[Provided data]
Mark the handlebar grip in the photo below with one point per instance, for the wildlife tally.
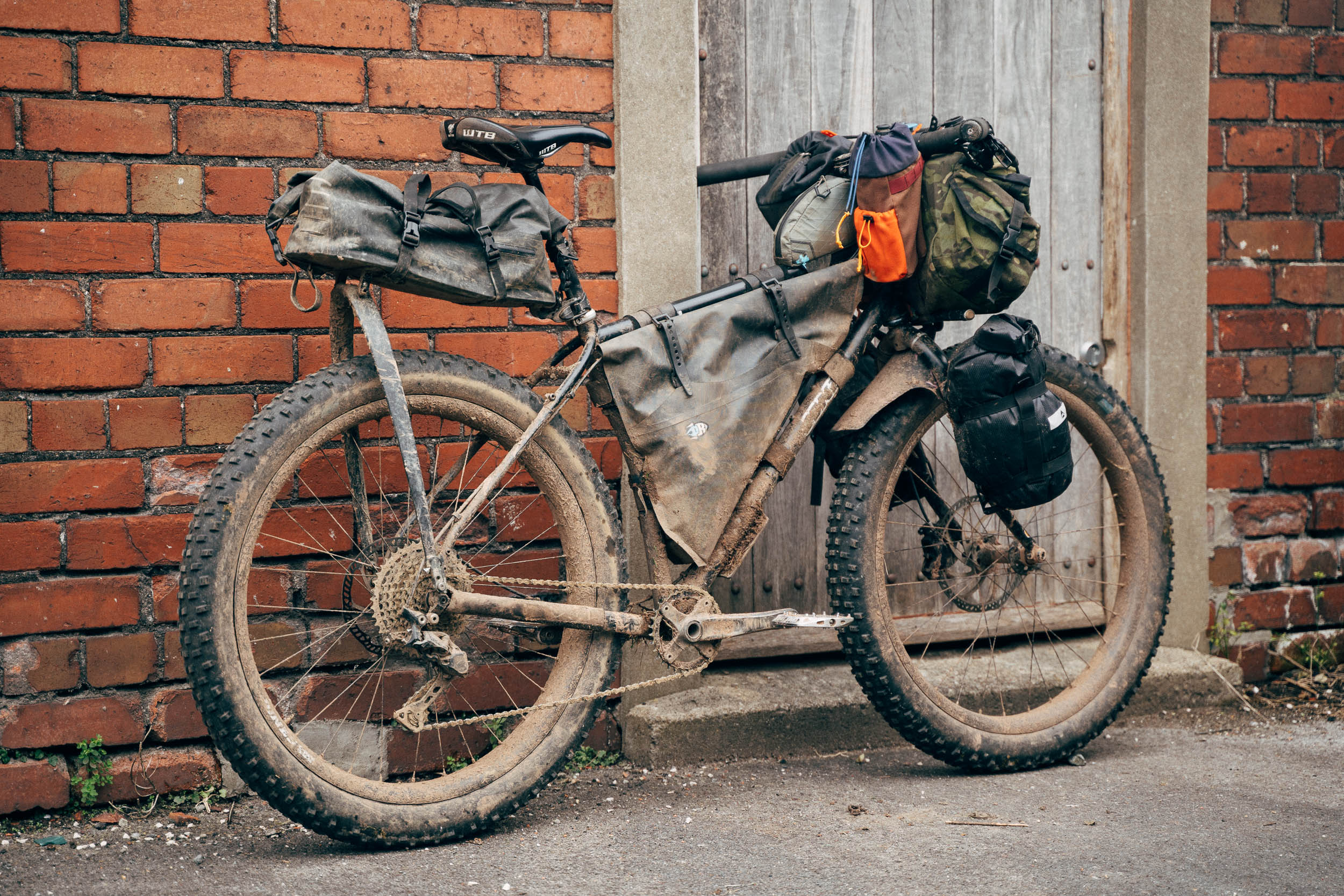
(721, 173)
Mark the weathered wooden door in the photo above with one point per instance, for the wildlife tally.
(775, 69)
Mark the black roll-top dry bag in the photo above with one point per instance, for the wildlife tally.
(1012, 432)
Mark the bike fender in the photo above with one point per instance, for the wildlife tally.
(905, 372)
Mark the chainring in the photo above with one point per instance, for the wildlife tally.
(673, 648)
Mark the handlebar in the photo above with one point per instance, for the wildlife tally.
(932, 143)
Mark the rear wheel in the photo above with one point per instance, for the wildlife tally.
(972, 653)
(292, 593)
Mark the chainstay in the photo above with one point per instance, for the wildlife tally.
(600, 695)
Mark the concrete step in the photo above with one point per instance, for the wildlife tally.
(818, 707)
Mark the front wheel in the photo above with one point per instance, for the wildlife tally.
(294, 585)
(974, 655)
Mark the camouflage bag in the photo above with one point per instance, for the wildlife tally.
(979, 234)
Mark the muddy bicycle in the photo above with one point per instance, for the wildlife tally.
(405, 589)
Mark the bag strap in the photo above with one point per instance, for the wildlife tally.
(780, 305)
(662, 318)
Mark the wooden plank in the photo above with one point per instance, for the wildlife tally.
(902, 61)
(724, 108)
(959, 626)
(842, 66)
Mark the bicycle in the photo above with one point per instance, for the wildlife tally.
(404, 590)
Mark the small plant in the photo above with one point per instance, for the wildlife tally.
(93, 771)
(589, 758)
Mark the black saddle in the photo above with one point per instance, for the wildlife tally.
(515, 147)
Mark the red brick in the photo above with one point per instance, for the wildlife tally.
(1329, 328)
(41, 305)
(597, 249)
(240, 191)
(1329, 55)
(1307, 467)
(44, 15)
(214, 20)
(1235, 470)
(1238, 285)
(163, 304)
(14, 426)
(1276, 240)
(1224, 377)
(174, 716)
(68, 426)
(581, 35)
(73, 363)
(216, 420)
(168, 771)
(1267, 375)
(1249, 54)
(1262, 329)
(417, 312)
(47, 664)
(143, 70)
(62, 605)
(1318, 192)
(1225, 191)
(1270, 147)
(1261, 515)
(120, 658)
(1327, 511)
(125, 542)
(480, 33)
(216, 249)
(34, 63)
(383, 25)
(179, 480)
(555, 88)
(432, 82)
(1269, 192)
(1238, 98)
(515, 354)
(77, 246)
(233, 131)
(363, 135)
(80, 125)
(34, 784)
(89, 187)
(30, 544)
(144, 422)
(297, 77)
(184, 361)
(23, 186)
(1278, 422)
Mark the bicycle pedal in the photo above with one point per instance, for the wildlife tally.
(812, 621)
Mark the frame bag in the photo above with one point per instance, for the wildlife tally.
(1012, 432)
(469, 245)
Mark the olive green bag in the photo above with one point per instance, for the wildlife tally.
(979, 234)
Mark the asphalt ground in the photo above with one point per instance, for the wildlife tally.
(1210, 801)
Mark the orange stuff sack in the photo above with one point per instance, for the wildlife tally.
(885, 197)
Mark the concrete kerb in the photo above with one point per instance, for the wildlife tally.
(818, 708)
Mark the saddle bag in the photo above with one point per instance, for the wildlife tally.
(702, 396)
(1012, 432)
(469, 245)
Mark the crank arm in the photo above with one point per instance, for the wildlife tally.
(717, 626)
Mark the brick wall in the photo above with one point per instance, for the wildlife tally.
(144, 318)
(1276, 326)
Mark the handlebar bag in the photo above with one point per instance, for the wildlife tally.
(702, 396)
(469, 245)
(1012, 432)
(980, 238)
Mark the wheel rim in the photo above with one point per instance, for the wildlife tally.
(1049, 648)
(326, 695)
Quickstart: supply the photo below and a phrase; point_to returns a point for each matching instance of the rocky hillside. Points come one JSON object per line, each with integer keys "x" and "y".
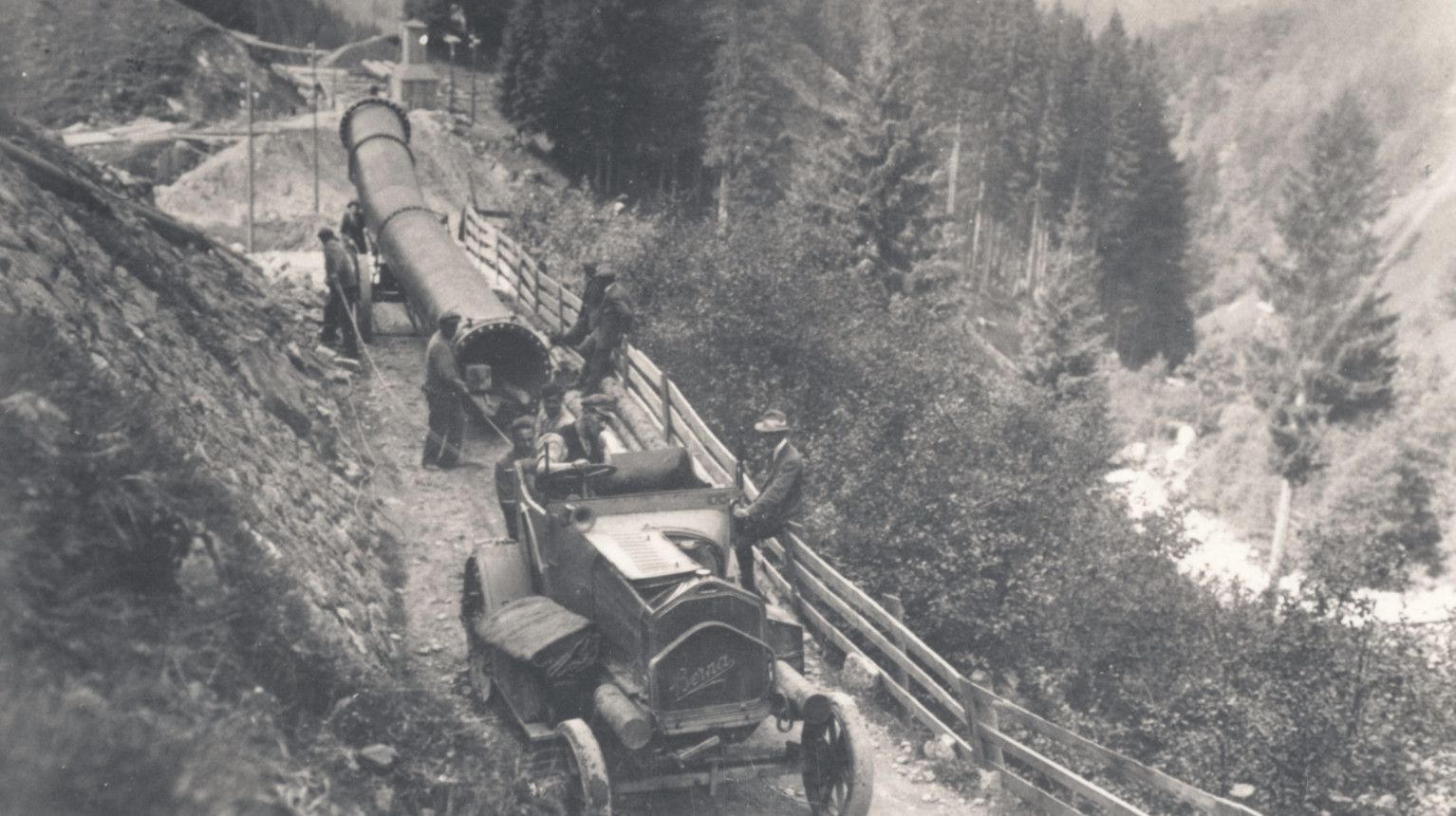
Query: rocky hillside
{"x": 103, "y": 62}
{"x": 199, "y": 598}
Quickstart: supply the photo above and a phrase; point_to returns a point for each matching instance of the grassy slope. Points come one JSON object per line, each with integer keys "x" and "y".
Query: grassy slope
{"x": 1246, "y": 82}
{"x": 114, "y": 60}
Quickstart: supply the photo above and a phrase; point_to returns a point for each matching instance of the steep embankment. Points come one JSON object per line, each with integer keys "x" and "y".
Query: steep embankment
{"x": 455, "y": 164}
{"x": 199, "y": 610}
{"x": 114, "y": 60}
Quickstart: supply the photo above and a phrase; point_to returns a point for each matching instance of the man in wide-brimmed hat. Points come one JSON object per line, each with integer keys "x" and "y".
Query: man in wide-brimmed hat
{"x": 341, "y": 275}
{"x": 779, "y": 496}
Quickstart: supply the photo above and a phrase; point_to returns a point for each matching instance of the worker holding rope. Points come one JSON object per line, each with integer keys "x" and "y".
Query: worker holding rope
{"x": 341, "y": 273}
{"x": 444, "y": 390}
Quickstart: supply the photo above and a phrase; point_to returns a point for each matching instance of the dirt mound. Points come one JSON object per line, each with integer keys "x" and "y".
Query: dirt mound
{"x": 450, "y": 169}
{"x": 198, "y": 598}
{"x": 115, "y": 60}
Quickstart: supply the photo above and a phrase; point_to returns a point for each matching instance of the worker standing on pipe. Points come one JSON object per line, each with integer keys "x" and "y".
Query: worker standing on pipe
{"x": 444, "y": 389}
{"x": 602, "y": 326}
{"x": 343, "y": 277}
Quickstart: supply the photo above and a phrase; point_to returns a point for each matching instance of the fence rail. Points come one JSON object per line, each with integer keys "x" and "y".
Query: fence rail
{"x": 924, "y": 684}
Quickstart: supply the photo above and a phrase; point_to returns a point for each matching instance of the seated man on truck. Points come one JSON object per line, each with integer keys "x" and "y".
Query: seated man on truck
{"x": 567, "y": 448}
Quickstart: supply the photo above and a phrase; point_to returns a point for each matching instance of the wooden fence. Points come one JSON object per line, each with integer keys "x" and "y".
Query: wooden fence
{"x": 987, "y": 729}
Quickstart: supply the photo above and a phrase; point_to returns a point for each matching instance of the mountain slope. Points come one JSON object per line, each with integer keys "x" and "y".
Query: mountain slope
{"x": 1245, "y": 86}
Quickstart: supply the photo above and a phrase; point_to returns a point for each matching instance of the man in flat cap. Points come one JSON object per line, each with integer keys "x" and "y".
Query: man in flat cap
{"x": 602, "y": 325}
{"x": 444, "y": 389}
{"x": 578, "y": 442}
{"x": 343, "y": 277}
{"x": 779, "y": 496}
{"x": 523, "y": 444}
{"x": 352, "y": 227}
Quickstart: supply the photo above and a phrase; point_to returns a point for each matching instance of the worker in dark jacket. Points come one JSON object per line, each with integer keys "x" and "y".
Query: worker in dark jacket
{"x": 523, "y": 444}
{"x": 444, "y": 389}
{"x": 578, "y": 442}
{"x": 343, "y": 277}
{"x": 602, "y": 325}
{"x": 574, "y": 445}
{"x": 779, "y": 496}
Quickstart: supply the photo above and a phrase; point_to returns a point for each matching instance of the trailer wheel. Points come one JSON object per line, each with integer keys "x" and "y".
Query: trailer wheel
{"x": 590, "y": 791}
{"x": 364, "y": 314}
{"x": 839, "y": 769}
{"x": 472, "y": 608}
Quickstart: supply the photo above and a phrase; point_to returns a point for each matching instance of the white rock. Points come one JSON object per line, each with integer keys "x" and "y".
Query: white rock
{"x": 378, "y": 756}
{"x": 941, "y": 748}
{"x": 859, "y": 674}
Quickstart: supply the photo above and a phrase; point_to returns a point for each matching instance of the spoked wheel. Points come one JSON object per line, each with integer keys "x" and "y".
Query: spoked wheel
{"x": 588, "y": 791}
{"x": 472, "y": 610}
{"x": 364, "y": 314}
{"x": 839, "y": 770}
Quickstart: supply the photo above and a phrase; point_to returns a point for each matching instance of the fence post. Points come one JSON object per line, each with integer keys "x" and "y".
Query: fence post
{"x": 667, "y": 409}
{"x": 495, "y": 253}
{"x": 981, "y": 719}
{"x": 536, "y": 286}
{"x": 561, "y": 307}
{"x": 897, "y": 611}
{"x": 791, "y": 570}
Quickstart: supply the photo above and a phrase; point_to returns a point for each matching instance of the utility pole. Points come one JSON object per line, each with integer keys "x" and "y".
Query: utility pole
{"x": 475, "y": 43}
{"x": 452, "y": 40}
{"x": 248, "y": 101}
{"x": 313, "y": 93}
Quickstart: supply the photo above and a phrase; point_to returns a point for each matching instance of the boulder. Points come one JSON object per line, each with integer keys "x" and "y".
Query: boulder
{"x": 378, "y": 758}
{"x": 859, "y": 674}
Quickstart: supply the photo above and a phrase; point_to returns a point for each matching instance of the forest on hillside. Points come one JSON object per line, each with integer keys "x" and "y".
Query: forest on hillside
{"x": 1372, "y": 491}
{"x": 953, "y": 240}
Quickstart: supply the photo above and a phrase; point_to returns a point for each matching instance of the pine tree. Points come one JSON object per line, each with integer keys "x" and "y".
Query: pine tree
{"x": 523, "y": 52}
{"x": 887, "y": 176}
{"x": 744, "y": 136}
{"x": 1331, "y": 355}
{"x": 1063, "y": 336}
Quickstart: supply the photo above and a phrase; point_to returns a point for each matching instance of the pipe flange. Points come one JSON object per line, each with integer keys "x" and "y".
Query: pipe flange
{"x": 371, "y": 137}
{"x": 348, "y": 114}
{"x": 412, "y": 207}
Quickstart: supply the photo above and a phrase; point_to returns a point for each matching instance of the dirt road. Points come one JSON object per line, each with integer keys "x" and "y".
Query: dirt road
{"x": 444, "y": 513}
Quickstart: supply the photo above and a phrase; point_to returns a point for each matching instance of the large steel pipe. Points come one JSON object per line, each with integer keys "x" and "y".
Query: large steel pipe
{"x": 431, "y": 268}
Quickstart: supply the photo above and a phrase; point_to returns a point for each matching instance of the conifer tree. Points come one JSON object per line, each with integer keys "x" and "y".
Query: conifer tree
{"x": 1331, "y": 354}
{"x": 523, "y": 51}
{"x": 744, "y": 137}
{"x": 887, "y": 174}
{"x": 1062, "y": 329}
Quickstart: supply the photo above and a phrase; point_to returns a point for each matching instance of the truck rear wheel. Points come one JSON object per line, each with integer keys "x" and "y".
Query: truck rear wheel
{"x": 588, "y": 791}
{"x": 839, "y": 769}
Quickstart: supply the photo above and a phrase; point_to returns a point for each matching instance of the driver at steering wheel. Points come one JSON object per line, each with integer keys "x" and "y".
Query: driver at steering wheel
{"x": 569, "y": 448}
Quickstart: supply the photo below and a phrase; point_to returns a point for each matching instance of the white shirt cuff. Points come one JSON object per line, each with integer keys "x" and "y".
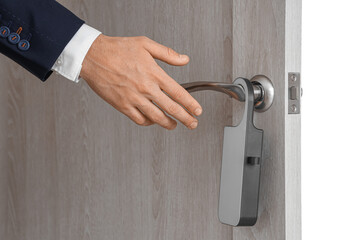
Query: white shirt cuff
{"x": 70, "y": 61}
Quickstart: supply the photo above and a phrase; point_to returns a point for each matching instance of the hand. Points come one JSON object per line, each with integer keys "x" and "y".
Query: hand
{"x": 124, "y": 73}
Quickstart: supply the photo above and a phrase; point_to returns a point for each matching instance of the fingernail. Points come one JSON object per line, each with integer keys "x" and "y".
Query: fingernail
{"x": 193, "y": 125}
{"x": 183, "y": 56}
{"x": 198, "y": 111}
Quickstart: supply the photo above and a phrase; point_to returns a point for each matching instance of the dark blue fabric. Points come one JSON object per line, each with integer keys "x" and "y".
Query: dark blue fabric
{"x": 50, "y": 25}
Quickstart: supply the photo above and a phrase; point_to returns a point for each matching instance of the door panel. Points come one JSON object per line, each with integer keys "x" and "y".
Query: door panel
{"x": 72, "y": 167}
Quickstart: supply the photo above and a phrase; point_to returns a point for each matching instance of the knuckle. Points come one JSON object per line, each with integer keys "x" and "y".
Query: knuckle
{"x": 146, "y": 87}
{"x": 139, "y": 120}
{"x": 171, "y": 52}
{"x": 143, "y": 39}
{"x": 173, "y": 109}
{"x": 188, "y": 121}
{"x": 158, "y": 118}
{"x": 178, "y": 94}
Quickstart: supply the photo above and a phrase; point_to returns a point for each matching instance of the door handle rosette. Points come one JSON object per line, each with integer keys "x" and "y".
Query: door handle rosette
{"x": 242, "y": 149}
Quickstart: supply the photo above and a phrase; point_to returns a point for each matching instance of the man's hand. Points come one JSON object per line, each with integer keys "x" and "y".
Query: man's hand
{"x": 124, "y": 73}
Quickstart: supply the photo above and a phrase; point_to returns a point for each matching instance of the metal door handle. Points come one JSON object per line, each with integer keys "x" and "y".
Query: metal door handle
{"x": 242, "y": 151}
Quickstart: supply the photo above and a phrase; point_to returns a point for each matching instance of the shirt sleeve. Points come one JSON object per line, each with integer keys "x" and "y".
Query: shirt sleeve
{"x": 70, "y": 61}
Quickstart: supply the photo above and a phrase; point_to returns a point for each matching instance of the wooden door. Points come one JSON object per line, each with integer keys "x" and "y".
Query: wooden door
{"x": 74, "y": 168}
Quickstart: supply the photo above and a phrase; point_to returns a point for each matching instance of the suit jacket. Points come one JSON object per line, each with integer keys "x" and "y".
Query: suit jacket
{"x": 44, "y": 28}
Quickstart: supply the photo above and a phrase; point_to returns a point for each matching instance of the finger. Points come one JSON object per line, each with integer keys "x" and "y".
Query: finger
{"x": 179, "y": 94}
{"x": 165, "y": 54}
{"x": 175, "y": 110}
{"x": 156, "y": 115}
{"x": 138, "y": 117}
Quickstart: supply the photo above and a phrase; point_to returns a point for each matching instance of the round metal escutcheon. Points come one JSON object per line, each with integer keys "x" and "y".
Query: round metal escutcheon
{"x": 268, "y": 92}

[Activity] Each line from the one containing "of the metal" through the final line of the listing above should be returned exactly; return nothing else.

[Response to this task]
Quickstart: supply the photo above and a phrase; point_to returns a point for each matching instance of the metal door handle. Points come one JSON object per line, each with integer keys "x" and "y".
Query: metal door handle
{"x": 242, "y": 151}
Quickstart: supply the photo above and a phrase; point_to returns a point for each matching instance of the shirt sleeve. Points come one JSON object per line, each with integer keys "x" and "y".
Query: shirt sleeve
{"x": 70, "y": 61}
Quickstart: supply the photo above and a phrase; point_to returns a point for each matching instance of the wooden door. Points come one JSON object per line, each with integer keys "x" and "y".
Query: wooden door
{"x": 74, "y": 168}
Quickstart: supply the photo above and a phrase; point_to returns a point for each matching instance of the suit jacket. Points come one JSON object per line, each with integer keys "x" and "y".
Query: suit jacket
{"x": 44, "y": 28}
Quickstart: supply the photo above and a phrase; point_to returns a point for each matching instance of the finger. Points come one JSON object per line, each with integer keys "x" and "y".
Query: finger
{"x": 179, "y": 94}
{"x": 165, "y": 54}
{"x": 175, "y": 110}
{"x": 156, "y": 115}
{"x": 138, "y": 117}
Quickstart: supply the photo above and a phrase; point_to returns a point for each matching instance of the round metal escutcheon. Points come one JSON object per line, each with integer keys "x" and "y".
Query: round metal escutcheon
{"x": 268, "y": 92}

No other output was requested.